» Exercises
A. In the cake recipe, rewrite the stretch from "250g/9 oz sugar" through "to prevent sticking.", calling "springform" "loose-bottomed" instead.
B. Say whether each statement agrees with the cake recipe, answering yes or no and quoting the words that decide it: (i) the batter bakes for 40 to 45 minutes; (ii) the jam must be completely dissolved, with no clumps left; (iii) the cakes are taken out of the tins right away to cool.

» Passage given
----

250g/9 oz sugar (i actually used cane sugar and 200g)

Fresh raspberries for decorating and yumminess=> fresh strawberries

*Preheat oven to 180°C/350°F/gas mark 4. Spray two 20cm/8 inch round springform cake tins with cooking spray. If you don't have springform then use parchment paper rounds on the bottoms of two ordinary 20cm/8inch cake tins to prevent sticking.

*Sift together the flour, the cocoa powder, baking powder, bicarbonate of soda and salt. Combine the rice/soy milk, oil, half the jam, the vanilla extract and the sugar and mix in a large bowl and mix with a hand mixer or a strong fork. The jam should be mostly dissolved with the rest of the ingredients ; some small clumps are ok. Add the dry ingredients to the wet in batches and mix until everything is incorporated. Divide the batter betweenthe two cake tins and bake at 180°C/350°F/gas mark 4 for 40 to 45 minutes (45 for me), or until a cocktail stick or knife comes out clean. Remove from oven and let cool in tins.

----

» Stored records

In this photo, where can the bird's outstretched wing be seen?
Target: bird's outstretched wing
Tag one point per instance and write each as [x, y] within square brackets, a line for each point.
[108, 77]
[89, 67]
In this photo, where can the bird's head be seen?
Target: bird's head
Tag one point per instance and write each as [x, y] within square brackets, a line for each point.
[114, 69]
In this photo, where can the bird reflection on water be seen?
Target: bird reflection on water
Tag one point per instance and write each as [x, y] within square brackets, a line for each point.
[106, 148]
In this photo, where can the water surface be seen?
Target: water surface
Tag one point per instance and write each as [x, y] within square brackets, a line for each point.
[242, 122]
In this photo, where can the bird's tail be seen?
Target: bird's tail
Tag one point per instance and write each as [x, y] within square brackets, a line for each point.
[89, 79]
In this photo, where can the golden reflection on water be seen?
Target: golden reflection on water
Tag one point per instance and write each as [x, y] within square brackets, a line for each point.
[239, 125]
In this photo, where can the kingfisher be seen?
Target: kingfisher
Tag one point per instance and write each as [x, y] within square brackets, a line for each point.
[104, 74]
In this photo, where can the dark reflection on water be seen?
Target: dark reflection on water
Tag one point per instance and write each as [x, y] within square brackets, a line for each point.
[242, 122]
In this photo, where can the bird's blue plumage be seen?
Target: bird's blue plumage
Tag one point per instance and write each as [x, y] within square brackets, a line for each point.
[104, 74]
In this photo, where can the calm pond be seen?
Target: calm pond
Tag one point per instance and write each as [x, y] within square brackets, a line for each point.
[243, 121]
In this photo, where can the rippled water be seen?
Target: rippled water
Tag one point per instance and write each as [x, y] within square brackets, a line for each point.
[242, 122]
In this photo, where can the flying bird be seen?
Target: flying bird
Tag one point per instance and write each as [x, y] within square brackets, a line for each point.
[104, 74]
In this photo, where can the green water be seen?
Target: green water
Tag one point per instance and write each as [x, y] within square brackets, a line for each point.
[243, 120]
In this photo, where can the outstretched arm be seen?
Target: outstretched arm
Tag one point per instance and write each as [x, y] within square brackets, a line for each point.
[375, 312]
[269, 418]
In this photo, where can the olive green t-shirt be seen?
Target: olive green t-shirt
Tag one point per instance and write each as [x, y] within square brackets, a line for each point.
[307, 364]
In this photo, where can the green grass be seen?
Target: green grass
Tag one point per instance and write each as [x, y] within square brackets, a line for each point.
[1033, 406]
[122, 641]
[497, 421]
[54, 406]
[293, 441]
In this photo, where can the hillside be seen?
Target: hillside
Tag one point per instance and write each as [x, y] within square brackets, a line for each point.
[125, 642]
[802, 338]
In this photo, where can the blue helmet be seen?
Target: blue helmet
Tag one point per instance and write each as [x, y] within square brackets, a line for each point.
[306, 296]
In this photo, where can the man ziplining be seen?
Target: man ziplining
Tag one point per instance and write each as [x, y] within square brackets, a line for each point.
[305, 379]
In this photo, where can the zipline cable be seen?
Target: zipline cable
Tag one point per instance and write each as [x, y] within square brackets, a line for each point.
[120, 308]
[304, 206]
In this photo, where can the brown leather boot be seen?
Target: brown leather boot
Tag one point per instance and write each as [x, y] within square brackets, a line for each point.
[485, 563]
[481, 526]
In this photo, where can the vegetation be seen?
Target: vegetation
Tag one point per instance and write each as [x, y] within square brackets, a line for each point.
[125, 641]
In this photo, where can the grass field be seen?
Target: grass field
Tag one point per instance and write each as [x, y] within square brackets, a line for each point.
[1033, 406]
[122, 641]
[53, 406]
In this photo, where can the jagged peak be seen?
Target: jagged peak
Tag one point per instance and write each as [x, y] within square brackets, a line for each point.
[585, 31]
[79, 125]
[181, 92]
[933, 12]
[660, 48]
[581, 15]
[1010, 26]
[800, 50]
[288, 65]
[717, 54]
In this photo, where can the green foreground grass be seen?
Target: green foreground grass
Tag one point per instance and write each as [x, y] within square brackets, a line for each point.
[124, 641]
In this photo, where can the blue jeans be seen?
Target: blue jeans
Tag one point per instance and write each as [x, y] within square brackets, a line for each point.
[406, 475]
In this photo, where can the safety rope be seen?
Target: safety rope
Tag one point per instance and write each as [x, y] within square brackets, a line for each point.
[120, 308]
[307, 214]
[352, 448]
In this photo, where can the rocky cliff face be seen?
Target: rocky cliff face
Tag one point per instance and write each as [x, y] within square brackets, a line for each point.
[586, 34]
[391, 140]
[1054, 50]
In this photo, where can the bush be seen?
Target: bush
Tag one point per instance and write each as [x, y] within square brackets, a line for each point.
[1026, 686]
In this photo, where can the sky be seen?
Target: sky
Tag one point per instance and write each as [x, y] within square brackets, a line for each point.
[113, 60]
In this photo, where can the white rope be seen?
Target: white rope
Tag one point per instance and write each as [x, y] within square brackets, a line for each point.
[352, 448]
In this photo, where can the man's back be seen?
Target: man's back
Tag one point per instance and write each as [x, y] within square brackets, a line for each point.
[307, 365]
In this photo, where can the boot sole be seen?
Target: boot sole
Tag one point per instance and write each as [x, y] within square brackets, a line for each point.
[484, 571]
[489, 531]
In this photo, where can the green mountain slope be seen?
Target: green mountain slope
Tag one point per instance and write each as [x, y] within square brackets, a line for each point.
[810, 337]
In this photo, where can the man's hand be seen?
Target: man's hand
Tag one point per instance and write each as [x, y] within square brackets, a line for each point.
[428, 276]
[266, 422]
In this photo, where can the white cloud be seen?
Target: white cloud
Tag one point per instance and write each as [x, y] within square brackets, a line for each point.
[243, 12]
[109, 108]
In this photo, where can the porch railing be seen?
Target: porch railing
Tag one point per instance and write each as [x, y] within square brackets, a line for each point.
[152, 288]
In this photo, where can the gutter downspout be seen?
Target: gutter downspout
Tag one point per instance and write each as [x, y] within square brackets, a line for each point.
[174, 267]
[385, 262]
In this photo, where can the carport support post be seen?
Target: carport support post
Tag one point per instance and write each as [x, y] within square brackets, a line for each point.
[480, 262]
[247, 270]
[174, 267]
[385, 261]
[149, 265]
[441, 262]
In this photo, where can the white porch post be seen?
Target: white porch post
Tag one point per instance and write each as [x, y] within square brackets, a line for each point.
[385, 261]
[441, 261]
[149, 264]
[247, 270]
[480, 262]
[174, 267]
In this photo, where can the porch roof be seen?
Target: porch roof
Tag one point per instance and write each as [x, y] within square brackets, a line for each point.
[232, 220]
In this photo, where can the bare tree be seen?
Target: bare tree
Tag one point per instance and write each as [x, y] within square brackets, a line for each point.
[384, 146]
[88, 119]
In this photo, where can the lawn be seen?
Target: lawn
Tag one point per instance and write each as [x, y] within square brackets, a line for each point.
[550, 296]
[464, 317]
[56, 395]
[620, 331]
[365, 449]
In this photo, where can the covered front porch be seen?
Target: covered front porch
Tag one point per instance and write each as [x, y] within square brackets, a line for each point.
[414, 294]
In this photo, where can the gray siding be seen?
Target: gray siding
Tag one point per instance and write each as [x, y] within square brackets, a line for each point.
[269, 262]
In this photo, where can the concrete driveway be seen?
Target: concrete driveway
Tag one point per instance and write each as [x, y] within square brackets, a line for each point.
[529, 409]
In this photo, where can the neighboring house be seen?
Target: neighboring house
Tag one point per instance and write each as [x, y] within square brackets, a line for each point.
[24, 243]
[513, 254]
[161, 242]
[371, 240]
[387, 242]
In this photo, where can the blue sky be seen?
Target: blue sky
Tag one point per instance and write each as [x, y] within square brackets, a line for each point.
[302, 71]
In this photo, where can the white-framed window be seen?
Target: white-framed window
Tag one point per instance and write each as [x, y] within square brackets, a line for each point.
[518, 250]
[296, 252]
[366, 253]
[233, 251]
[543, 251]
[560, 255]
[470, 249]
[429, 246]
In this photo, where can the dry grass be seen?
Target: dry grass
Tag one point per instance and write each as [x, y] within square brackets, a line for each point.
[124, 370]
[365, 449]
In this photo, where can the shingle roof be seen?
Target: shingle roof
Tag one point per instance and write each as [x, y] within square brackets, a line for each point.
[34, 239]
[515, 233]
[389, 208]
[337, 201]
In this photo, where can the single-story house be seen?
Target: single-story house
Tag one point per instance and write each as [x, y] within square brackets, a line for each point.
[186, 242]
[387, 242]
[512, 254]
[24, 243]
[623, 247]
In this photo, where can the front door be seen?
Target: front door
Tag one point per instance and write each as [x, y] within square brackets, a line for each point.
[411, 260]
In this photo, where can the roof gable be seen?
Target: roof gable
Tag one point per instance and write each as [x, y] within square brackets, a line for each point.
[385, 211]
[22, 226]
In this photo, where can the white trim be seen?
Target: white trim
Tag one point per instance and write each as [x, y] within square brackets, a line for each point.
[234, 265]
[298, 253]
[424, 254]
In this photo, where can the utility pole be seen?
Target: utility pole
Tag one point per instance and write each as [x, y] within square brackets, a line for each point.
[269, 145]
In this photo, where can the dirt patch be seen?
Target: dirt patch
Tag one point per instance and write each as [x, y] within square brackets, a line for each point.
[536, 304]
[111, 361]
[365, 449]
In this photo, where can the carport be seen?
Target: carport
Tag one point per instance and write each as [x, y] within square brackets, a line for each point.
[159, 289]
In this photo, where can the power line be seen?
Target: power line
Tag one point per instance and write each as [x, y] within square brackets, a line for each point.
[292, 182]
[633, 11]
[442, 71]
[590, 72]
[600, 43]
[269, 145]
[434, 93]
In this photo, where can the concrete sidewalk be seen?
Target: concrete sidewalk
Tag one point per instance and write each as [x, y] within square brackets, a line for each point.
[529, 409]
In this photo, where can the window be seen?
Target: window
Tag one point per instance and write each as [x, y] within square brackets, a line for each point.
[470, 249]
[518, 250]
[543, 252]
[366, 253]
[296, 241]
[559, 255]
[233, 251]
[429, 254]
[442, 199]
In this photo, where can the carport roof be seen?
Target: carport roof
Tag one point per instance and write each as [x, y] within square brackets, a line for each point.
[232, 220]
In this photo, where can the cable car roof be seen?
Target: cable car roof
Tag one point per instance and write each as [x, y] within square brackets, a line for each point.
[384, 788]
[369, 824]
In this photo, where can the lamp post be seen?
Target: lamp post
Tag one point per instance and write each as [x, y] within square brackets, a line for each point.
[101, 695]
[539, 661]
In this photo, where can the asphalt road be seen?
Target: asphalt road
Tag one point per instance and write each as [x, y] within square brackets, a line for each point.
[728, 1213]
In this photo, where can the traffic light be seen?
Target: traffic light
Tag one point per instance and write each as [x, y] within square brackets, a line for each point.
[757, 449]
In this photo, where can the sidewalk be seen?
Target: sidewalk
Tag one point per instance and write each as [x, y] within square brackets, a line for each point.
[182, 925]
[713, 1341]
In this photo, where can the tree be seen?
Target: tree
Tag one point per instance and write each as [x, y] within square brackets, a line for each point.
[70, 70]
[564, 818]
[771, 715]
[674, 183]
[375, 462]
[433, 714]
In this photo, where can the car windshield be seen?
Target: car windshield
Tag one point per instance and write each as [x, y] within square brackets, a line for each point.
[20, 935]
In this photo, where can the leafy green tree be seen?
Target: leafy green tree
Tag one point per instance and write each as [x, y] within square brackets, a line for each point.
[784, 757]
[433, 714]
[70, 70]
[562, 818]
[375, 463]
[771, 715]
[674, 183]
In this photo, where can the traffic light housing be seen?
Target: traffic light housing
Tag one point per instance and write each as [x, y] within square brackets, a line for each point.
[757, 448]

----

» Answers for the tasks
A.
250g/9 oz sugar (i actually used cane sugar and 200g)

Fresh raspberries for decorating and yumminess=> fresh strawberries

*Preheat oven to 180°C/350°F/gas mark 4. Spray two 20cm/8 inch round loose-bottomed cake tins with cooking spray. If you don't have loose-bottomed then use parchment paper rounds on the bottoms of two ordinary 20cm/8inch cake tins to prevent sticking.

B.
(i) Yes: "bake at 180°C/350°F/gas mark 4 for 40 to 45 minutes"
(ii) No: "some small clumps are ok"
(iii) No: "Remove from oven and let cool in tins."